Na noite de quarta-feira, 10/6, fomos surpreendidos pela edição da Medida Provisória nº 980 alterando a estrutura organizava do governo federal para recriar o Ministério das Comunicações e o Ministério da Ciência, Tecnologia e Inovação.

Assim como a sua extinção, a recriação do Ministério não veio acompanhada de qualquer debate do atual governo sobre uma política pública para a área da Comunicação que motivasse o desmembramento, não há nenhuma sinalização de qual o planejamento e os objetivos que se pretende alcançar com o novo órgão.

Além do desmembramento, a MP fez outra alteração na estrutura do governo, tirou a Secretaria Especial de Comunicação Social (SECOM) da Secretaria de Governo da Presidência da República e a subordinou ao recém criado Ministério das Comunicações.

Está claro que os reais motivos do presidente Jair Bolsonaro para ter desmembrado os dois ministérios não têm relação com a adoção de políticas para o setor, mas visa usar a estrutura do Estado para angariar apoio político e ampliar sua base no Congresso Nacional com o chamado “Centrão” e beneficiar de forma indevida aliados, no caso um concessionário de rádio e televisão.

É a tal “velha política” em ação. São os movimentos do presidente para tentar sair do isolamento político e impedir que propostas para seu afastamento avancem no Congresso Nacional.

Além disso, Jair Bolsonaro já anunciou o novo ministro, o deputado federal pelo PSD/RN, Fábio Faria, que é marido da apresentadora e uma das filhas de Silvio Santos, Patrícia Abravanel. A indicação torna ainda mais evidente o fisiologismo e a imoralidade do ato do presidente da República.

Bolsonaro coloca na direção do Ministério responsável por controlar e fiscalizar as concessões de rádio e televisão e, também, por distribuir verbas publicitárias do governo federal, uma pessoa que está diretamente vinculada a uma concessão.

O grupo Silvio Santos possui a concessão do Sistema Brasileiro de Televisão (SBT), a segunda maior rede de TV aberta do país, com 9 emissoras de TV próprias com sedes em São Paulo, Jaú, Ribeirão Preto, São José dos Campos, Rio de Janeiro, Nova Friburgo, Brasília, Porto Alegre e Belém, além de sociedade na Rede Massa (40%), TV Sorocaba (20%) , SBT Interior (40%)e TV Alterosa Leste (administrada pela Rede Alterosa). Além de outras empresas na área financeira, de cosméticos e outras.

Está evidente que a nomeação de Fábio Faria representa flagrante conflito de interesse no exercício dessa função. Além disso, pode caracterizar tráfico de influência e improbidade administrativa por parte do presidente da República, conforme disposto no artigo 4º da Lei de Improbidade Administrativa: “Os agentes públicos de qualquer nível ou hierarquia são obrigados a velar pela estrita observância dos princípios de legalidade, impessoalidade, moralidade e publicidade no trato dos assuntos que lhe são afetos”.
* * * * *
*Exercício proposto 1:* Transcreva, sem nenhuma alteração, a passagem do texto sobre a recriação do Ministério das Comunicações que começa nas palavras com "Além do desmembramento, a" e termina em "rádio e televisão.".
* * * * *
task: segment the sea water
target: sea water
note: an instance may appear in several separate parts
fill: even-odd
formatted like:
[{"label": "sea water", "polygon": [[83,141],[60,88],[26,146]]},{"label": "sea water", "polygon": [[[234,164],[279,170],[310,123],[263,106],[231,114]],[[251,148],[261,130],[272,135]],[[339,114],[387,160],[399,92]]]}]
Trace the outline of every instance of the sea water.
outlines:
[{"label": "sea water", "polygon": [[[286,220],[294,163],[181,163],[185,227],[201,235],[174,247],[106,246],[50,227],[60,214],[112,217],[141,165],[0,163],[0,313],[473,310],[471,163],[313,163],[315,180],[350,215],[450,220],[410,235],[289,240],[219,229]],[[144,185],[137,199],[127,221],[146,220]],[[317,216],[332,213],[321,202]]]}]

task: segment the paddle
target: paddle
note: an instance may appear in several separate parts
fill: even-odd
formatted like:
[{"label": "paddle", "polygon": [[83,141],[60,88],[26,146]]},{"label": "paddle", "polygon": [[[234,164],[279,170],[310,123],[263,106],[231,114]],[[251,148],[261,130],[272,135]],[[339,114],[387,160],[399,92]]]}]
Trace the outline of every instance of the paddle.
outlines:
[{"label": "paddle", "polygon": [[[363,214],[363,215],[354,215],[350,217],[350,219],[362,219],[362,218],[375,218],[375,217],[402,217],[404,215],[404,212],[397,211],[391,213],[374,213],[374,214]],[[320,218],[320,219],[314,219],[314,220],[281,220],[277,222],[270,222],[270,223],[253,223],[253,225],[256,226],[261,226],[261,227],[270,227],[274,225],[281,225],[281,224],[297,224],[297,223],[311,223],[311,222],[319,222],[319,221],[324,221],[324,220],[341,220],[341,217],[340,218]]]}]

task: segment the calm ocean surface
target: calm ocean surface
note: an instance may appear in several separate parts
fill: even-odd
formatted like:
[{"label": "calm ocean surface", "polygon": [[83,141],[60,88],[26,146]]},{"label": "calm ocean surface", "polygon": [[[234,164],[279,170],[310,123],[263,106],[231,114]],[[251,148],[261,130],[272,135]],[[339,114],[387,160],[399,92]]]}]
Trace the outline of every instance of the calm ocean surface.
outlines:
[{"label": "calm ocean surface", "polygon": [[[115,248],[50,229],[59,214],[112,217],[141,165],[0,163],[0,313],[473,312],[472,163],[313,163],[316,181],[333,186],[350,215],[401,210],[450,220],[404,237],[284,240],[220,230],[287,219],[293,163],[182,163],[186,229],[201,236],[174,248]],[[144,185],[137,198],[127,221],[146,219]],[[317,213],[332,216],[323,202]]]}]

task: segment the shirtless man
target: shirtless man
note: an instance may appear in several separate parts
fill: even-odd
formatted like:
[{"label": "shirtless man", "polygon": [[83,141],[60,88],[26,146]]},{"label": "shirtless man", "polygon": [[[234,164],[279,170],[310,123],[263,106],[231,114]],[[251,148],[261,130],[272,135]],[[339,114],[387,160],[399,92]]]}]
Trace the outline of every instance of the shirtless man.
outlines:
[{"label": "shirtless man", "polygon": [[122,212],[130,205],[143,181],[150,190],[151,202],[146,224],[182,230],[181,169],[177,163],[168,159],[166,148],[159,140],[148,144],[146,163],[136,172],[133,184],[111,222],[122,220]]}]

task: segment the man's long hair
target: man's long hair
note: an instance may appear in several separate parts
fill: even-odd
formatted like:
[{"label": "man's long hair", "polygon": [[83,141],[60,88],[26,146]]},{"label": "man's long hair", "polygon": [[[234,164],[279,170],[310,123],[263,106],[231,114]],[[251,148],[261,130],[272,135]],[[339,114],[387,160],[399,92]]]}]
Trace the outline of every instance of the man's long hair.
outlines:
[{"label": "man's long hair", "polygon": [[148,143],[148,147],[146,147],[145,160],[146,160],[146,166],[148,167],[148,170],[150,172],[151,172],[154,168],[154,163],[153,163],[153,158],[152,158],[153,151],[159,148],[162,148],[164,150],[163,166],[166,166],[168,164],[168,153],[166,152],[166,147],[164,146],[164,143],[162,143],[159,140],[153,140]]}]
* * * * *
*Exercício proposto 2:* Cite literalmente a parte dos registros que vai da linha que contém "task: segment the man's long hair" até o fim dos registros, com as duas extremidades incluídas.

*Resultado correto 1:*
Além do desmembramento, a MP fez outra alteração na estrutura do governo, tirou a Secretaria Especial de Comunicação Social (SECOM) da Secretaria de Governo da Presidência da República e a subordinou ao recém criado Ministério das Comunicações.

Está claro que os reais motivos do presidente Jair Bolsonaro para ter desmembrado os dois ministérios não têm relação com a adoção de políticas para o setor, mas visa usar a estrutura do Estado para angariar apoio político e ampliar sua base no Congresso Nacional com o chamado “Centrão” e beneficiar de forma indevida aliados, no caso um concessionário de rádio e televisão.

*Resultado correto 2:*
task: segment the man's long hair
target: man's long hair
note: an instance may appear in several separate parts
fill: even-odd
formatted like:
[{"label": "man's long hair", "polygon": [[83,141],[60,88],[26,146]]},{"label": "man's long hair", "polygon": [[[234,164],[279,170],[310,123],[263,106],[231,114]],[[251,148],[261,130],[272,135]],[[339,114],[387,160],[399,92]]]}]
Trace the outline of every instance of the man's long hair.
outlines:
[{"label": "man's long hair", "polygon": [[148,143],[148,147],[146,147],[145,160],[146,160],[146,166],[148,167],[148,170],[150,172],[151,172],[154,168],[154,163],[153,163],[153,158],[152,158],[153,151],[159,148],[162,148],[164,150],[163,166],[166,166],[168,164],[168,153],[166,152],[166,147],[164,146],[164,143],[162,143],[159,140],[153,140]]}]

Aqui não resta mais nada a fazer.